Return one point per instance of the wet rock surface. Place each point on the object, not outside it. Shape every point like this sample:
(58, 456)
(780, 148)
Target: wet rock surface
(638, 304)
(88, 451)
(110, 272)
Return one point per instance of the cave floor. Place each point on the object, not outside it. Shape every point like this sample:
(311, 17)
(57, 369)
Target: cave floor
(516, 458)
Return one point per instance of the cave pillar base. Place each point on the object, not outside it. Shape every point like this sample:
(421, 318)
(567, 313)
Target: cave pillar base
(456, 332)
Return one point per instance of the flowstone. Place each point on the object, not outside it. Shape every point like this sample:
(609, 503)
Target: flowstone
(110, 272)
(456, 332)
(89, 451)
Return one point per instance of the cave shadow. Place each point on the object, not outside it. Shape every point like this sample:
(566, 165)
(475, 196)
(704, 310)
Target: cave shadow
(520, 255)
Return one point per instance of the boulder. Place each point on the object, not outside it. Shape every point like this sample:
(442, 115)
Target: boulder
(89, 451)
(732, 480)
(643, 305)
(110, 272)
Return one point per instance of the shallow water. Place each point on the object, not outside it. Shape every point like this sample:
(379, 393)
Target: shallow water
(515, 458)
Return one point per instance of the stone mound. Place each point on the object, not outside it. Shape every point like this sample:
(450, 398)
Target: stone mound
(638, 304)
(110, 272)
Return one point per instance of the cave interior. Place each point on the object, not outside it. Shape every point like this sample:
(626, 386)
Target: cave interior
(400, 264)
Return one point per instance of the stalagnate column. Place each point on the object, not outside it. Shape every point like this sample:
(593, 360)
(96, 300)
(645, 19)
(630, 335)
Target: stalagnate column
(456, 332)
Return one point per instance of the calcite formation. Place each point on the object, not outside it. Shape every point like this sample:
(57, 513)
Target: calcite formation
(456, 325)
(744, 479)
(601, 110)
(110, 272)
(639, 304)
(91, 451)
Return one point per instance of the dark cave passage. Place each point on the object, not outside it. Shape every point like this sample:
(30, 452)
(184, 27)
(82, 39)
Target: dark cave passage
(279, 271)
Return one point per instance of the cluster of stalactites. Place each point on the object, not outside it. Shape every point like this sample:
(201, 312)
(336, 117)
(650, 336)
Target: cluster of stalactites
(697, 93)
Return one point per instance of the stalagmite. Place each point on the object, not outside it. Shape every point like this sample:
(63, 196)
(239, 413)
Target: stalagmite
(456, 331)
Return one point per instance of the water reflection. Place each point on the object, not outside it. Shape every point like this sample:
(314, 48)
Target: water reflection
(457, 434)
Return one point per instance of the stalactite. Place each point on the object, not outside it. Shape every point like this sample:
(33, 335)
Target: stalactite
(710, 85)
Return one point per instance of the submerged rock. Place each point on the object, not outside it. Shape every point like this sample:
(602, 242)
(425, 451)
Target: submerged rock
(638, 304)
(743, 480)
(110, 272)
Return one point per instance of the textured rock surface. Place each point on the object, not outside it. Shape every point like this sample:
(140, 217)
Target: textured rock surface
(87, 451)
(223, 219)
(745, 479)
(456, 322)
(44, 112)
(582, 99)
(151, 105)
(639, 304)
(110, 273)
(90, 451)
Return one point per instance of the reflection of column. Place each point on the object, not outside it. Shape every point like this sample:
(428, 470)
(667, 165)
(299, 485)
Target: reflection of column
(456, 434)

__________________________________________________

### Instructions for the task
Can you return, word for word, every line of the material from the one containing "Return one point per instance of the reflection" through the end of the material, both included?

### Written answer
Return one point per instance of the reflection of column. Place each point on the object, not outside it. Shape every point like this sample:
(428, 470)
(667, 165)
(299, 485)
Target: reflection of column
(456, 434)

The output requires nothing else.